**What the task asks**
Copy out all the lines of the data that hold the word "pull".

- - - -

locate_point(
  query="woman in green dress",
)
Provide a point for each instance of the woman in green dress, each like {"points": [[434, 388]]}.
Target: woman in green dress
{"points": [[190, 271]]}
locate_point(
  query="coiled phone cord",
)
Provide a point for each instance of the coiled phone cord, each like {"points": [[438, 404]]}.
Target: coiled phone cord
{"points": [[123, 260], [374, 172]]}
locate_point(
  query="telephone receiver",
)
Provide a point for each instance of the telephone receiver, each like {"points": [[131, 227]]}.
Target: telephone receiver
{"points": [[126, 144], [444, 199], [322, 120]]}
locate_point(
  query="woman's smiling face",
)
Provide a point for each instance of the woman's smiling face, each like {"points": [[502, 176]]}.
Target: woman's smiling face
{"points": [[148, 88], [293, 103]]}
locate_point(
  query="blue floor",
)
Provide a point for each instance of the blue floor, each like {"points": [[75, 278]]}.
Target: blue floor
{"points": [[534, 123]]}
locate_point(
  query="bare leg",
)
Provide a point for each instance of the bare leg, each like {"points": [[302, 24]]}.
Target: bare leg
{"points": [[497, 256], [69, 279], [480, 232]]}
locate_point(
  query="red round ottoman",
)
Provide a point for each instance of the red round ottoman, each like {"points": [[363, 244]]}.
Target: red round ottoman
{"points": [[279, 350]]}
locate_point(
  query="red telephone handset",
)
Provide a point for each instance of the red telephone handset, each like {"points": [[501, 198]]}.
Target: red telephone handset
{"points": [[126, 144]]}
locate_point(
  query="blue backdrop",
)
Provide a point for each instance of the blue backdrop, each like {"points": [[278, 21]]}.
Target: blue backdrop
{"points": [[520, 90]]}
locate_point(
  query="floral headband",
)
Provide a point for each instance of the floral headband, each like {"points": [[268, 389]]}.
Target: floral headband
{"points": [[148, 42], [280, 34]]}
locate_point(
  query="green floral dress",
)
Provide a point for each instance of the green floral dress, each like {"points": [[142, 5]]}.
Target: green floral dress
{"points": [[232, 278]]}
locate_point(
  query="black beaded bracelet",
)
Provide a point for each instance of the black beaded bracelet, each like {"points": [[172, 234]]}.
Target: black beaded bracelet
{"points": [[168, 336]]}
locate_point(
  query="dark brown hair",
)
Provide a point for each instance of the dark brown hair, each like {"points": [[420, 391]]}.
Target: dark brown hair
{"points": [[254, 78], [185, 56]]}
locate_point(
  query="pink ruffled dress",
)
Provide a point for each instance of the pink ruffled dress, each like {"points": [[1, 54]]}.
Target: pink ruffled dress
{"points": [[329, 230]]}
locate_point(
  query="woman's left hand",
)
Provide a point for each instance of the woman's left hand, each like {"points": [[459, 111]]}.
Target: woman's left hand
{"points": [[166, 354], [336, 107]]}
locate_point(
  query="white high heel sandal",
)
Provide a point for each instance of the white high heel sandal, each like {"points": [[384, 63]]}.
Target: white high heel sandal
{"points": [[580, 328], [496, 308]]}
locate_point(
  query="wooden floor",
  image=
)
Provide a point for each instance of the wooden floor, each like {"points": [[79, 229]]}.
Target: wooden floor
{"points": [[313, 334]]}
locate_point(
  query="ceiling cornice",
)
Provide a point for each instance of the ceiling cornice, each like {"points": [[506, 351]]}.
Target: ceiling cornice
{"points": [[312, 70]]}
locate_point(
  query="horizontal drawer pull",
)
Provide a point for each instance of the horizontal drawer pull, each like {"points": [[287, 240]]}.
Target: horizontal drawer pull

- - - -

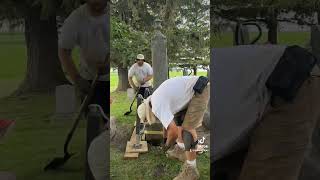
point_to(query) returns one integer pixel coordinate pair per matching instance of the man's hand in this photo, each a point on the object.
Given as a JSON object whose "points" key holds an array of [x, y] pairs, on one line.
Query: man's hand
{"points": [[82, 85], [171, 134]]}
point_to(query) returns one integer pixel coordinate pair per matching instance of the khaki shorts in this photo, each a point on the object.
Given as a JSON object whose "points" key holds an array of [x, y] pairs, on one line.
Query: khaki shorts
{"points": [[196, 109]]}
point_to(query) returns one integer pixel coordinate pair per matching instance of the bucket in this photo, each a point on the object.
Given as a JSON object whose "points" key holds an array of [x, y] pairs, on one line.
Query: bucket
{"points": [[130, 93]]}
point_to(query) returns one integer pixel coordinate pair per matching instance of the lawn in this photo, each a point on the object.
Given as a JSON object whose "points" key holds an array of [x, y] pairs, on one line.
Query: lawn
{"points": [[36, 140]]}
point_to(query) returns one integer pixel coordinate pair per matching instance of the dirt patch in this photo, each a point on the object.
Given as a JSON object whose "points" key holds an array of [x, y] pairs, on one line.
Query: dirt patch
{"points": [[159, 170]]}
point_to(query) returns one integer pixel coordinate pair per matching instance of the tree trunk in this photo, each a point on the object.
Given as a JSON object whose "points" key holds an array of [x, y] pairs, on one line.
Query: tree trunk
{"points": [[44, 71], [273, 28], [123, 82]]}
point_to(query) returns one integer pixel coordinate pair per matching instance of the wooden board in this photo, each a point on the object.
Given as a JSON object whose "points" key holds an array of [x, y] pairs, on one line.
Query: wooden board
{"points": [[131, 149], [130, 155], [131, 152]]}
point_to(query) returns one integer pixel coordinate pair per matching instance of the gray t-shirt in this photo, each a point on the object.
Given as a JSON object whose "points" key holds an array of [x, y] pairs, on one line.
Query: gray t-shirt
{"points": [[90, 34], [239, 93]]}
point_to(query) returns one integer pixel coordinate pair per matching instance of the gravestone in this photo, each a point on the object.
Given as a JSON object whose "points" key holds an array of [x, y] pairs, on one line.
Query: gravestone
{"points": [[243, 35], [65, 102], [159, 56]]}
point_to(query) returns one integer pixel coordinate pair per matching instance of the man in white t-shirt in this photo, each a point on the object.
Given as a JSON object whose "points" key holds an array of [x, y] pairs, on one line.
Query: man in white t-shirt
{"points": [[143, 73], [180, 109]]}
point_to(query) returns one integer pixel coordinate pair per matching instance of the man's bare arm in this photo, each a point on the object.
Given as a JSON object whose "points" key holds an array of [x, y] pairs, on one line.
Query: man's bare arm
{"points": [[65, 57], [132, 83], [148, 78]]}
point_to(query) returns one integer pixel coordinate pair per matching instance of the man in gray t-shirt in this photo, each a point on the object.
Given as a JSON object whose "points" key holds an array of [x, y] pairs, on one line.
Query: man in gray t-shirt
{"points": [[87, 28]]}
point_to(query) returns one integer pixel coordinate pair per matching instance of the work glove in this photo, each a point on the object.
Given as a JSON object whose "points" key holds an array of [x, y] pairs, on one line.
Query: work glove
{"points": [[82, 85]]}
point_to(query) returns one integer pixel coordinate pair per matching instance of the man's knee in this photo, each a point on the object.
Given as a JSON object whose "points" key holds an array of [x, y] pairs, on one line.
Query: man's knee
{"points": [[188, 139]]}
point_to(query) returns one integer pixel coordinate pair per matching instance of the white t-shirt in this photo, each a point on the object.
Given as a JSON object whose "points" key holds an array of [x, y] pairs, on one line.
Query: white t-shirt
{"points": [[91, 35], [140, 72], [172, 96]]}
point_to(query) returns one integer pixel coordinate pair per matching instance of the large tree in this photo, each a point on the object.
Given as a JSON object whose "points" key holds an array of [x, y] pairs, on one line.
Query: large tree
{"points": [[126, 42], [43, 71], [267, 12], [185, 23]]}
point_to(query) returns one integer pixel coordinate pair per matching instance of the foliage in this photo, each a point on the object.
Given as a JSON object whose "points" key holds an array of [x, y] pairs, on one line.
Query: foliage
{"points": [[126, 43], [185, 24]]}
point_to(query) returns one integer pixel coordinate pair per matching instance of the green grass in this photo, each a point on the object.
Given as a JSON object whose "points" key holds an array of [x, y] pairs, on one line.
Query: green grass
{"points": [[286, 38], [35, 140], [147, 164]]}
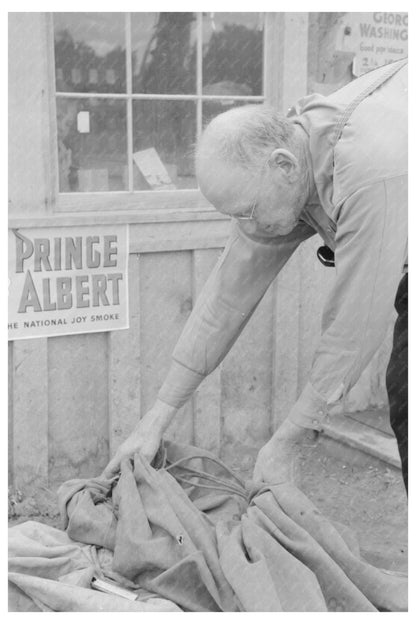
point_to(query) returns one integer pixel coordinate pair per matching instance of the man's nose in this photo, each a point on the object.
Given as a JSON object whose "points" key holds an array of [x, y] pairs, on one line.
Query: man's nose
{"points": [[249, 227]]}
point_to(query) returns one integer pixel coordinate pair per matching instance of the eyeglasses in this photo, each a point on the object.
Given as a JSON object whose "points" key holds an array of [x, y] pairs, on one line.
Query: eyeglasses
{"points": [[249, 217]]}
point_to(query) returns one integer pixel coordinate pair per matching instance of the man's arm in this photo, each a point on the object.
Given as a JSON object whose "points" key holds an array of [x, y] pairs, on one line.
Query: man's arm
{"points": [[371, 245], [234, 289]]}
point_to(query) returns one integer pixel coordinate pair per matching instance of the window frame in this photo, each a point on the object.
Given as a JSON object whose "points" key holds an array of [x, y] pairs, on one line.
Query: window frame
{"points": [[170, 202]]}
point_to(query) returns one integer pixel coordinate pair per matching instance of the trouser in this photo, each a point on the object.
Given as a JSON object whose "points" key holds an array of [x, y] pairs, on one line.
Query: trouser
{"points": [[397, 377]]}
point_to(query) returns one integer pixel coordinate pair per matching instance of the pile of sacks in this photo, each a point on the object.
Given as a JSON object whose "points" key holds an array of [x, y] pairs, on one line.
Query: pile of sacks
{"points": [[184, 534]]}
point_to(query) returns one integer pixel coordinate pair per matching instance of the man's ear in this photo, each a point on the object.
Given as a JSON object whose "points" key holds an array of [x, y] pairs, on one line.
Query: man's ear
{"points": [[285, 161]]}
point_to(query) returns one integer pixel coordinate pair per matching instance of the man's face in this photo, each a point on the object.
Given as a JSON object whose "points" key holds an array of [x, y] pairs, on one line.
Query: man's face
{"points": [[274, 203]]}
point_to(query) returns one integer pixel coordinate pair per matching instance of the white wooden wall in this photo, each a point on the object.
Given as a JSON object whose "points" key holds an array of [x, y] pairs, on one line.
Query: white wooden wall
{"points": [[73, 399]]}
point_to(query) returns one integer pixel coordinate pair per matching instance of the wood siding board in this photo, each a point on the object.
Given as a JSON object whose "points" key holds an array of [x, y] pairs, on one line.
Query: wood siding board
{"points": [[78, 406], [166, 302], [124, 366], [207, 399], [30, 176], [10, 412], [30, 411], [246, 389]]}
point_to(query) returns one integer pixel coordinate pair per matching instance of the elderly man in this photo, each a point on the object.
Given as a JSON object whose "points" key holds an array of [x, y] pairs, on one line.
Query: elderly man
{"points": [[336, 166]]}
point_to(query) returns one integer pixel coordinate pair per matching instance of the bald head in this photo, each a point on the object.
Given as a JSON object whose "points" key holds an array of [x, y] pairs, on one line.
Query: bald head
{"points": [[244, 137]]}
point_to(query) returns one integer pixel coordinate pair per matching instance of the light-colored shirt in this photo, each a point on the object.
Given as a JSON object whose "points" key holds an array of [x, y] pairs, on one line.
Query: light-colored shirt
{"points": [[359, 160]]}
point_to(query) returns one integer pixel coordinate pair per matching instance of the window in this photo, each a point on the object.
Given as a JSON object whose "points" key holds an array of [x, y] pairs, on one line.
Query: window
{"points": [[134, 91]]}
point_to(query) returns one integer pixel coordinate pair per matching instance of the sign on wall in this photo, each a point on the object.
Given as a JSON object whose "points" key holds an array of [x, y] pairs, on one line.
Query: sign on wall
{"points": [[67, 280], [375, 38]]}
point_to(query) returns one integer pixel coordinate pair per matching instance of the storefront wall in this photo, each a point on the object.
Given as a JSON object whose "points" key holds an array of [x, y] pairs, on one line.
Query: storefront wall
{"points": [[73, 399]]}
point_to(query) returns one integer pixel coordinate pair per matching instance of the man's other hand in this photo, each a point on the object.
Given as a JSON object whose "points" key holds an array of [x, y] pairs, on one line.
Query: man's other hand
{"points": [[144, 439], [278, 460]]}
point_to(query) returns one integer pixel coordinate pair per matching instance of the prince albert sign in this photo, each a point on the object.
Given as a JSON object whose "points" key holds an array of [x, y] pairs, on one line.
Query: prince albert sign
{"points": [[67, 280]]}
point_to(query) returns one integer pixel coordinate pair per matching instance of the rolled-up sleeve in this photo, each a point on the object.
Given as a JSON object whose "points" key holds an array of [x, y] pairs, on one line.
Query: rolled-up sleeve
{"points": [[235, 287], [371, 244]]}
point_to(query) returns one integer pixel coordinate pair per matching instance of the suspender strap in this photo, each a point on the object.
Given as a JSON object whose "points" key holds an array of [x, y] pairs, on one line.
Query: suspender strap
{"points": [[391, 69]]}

- - - -

**Task answer**
  query="horizontal drawer pull",
Provide a point for each instance of the horizontal drawer pull, each like {"points": [[287, 240]]}.
Target: horizontal drawer pull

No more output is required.